§ **Work instruction**:
Wherever a line in the records below contains "hood", copy that line.

§ **Input for this task**:

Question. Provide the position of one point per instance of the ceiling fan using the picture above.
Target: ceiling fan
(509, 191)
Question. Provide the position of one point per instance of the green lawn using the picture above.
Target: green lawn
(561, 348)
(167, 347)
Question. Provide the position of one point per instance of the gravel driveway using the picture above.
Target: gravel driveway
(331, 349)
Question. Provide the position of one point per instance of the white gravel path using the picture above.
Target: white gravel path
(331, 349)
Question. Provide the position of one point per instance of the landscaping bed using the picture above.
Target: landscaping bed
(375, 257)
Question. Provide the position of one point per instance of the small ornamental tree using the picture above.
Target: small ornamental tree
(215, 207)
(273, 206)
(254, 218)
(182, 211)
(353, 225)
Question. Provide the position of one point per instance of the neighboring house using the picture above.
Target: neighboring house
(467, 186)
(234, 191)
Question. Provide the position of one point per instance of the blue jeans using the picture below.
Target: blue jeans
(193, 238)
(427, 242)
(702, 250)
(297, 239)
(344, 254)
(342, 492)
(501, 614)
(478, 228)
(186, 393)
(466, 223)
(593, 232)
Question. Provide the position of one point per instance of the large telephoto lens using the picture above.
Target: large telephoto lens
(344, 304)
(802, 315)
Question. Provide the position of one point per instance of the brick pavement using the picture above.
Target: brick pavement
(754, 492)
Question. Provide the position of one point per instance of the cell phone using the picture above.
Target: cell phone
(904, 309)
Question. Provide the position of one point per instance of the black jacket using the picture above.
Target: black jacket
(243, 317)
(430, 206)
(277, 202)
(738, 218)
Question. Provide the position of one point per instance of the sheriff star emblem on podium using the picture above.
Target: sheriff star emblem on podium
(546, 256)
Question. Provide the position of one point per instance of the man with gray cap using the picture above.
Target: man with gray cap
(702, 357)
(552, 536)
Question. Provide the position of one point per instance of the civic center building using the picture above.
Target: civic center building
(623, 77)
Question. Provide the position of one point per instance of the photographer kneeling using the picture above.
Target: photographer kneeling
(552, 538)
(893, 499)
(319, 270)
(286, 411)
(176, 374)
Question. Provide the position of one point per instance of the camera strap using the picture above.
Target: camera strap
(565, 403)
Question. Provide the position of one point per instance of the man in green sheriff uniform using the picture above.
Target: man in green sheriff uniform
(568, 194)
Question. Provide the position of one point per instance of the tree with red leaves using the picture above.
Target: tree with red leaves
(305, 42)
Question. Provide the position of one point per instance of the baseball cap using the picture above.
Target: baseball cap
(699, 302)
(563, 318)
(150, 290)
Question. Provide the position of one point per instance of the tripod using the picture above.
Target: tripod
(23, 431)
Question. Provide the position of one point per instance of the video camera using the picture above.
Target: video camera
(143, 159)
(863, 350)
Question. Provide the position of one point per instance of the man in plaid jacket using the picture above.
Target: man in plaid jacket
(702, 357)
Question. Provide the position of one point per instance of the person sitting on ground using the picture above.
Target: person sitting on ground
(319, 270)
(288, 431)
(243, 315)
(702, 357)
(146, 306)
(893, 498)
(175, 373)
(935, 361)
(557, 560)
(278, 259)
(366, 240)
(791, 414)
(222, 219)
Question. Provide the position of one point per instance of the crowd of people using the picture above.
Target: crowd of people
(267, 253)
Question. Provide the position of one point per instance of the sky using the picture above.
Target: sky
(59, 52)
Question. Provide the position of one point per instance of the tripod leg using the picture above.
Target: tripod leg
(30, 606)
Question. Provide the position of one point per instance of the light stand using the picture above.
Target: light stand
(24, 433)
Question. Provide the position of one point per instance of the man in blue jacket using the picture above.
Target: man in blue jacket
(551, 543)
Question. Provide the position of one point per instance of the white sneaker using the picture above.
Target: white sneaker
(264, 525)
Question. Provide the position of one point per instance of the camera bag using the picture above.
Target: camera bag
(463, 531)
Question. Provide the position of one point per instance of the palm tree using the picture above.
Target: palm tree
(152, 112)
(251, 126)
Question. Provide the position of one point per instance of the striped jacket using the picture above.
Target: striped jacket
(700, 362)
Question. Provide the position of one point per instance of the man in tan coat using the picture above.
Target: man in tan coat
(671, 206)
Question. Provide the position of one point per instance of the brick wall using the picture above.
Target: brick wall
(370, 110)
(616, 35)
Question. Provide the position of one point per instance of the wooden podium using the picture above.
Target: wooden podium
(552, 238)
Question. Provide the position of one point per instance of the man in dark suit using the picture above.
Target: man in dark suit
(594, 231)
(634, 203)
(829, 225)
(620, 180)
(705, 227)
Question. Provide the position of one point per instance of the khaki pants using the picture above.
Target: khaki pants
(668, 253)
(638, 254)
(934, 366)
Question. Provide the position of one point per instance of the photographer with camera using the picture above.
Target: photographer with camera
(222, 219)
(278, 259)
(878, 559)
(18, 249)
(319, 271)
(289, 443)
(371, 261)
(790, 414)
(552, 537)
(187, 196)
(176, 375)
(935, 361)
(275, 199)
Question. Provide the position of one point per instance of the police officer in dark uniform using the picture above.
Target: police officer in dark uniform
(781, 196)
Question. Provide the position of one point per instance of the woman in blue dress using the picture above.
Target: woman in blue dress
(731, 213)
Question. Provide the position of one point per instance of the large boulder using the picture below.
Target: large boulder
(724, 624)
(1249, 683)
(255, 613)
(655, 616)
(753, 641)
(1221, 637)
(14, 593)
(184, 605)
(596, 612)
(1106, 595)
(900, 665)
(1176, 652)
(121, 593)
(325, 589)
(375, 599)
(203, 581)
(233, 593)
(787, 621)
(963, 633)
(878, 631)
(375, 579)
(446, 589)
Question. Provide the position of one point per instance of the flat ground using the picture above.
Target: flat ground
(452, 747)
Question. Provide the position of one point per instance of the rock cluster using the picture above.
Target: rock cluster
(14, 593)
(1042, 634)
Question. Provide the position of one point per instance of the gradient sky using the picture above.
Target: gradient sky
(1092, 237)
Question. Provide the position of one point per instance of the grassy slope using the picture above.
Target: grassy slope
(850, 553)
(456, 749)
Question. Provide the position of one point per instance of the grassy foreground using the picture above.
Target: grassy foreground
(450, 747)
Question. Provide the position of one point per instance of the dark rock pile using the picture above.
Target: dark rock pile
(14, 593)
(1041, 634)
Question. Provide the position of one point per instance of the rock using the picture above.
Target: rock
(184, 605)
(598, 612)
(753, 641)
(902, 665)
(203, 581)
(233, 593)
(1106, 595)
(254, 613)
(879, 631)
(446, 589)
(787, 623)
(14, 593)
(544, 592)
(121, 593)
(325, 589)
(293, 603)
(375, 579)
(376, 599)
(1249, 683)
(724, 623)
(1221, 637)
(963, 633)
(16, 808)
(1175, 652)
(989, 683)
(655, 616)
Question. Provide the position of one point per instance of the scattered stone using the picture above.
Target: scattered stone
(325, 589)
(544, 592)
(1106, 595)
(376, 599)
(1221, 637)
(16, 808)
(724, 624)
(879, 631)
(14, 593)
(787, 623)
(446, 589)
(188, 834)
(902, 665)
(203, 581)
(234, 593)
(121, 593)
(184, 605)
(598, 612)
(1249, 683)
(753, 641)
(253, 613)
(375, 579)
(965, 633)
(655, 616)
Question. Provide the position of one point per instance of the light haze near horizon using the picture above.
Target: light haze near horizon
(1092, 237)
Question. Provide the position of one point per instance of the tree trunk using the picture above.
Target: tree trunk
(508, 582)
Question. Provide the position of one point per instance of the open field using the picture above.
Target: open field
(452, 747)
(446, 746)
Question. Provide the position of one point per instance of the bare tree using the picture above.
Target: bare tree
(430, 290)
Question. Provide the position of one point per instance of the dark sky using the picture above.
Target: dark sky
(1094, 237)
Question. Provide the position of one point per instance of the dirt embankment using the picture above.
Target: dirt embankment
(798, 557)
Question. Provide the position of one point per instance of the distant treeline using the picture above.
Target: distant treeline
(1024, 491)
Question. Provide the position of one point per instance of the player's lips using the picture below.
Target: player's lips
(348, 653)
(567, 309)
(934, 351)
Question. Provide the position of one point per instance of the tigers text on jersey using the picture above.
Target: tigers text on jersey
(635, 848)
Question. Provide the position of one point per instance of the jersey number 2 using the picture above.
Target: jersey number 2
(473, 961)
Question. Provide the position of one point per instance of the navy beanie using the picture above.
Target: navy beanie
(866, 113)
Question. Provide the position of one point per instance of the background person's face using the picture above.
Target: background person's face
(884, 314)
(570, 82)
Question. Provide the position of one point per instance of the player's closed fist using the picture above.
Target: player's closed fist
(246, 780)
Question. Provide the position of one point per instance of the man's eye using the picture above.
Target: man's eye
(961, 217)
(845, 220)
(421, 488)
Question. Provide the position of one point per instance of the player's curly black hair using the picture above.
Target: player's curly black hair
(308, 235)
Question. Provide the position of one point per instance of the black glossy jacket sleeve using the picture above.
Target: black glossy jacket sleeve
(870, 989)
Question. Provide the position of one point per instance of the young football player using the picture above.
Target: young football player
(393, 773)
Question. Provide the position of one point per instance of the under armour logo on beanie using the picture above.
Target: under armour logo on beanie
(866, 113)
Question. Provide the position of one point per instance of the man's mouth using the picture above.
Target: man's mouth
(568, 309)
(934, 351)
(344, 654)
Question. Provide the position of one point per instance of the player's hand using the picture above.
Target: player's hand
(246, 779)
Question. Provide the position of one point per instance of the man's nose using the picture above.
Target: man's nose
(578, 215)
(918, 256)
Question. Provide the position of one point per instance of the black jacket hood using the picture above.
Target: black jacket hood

§ **Expected answer**:
Question. Provide the position of one point per instance of the black jacket hood using the picture above.
Target: black jacket hood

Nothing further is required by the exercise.